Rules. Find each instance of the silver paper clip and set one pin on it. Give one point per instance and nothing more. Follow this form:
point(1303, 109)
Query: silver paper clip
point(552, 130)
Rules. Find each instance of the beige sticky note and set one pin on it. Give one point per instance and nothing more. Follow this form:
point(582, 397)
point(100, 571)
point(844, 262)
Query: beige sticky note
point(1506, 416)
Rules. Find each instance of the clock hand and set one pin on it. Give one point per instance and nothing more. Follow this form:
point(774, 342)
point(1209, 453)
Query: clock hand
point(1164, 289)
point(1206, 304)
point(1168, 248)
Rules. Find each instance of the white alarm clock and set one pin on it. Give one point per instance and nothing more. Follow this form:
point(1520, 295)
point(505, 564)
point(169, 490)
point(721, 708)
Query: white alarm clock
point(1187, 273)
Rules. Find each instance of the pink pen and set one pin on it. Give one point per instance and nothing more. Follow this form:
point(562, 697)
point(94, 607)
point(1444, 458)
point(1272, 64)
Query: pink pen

Stated goal: Format the records as a JSON list of strings with one string per line. Begin at the line that has "Rules. Find each instance of the clock", include it, continue through the final line of the records, and leave out blank lines.

Answer below:
[
  "Rules. Find each instance of the clock hand and set one pin on it. Give one point per instance and nothing more. Follow this form:",
  "point(774, 342)",
  "point(1209, 453)",
  "Query: clock hand",
  "point(1164, 289)",
  "point(1206, 304)",
  "point(1168, 248)",
  "Rules. Find each instance of the white alarm clock and set one pin on it. Give one point per instance and nothing more. Follow this form:",
  "point(1520, 295)",
  "point(505, 564)",
  "point(169, 490)",
  "point(721, 708)",
  "Query: white alarm clock",
  "point(1187, 273)",
  "Rules. Find each instance of the pink pen and set one pin on it. Give one point per instance and nothing more. Follow this form:",
  "point(562, 697)",
  "point(94, 607)",
  "point(1444, 458)",
  "point(1272, 64)",
  "Query: pink pen"
]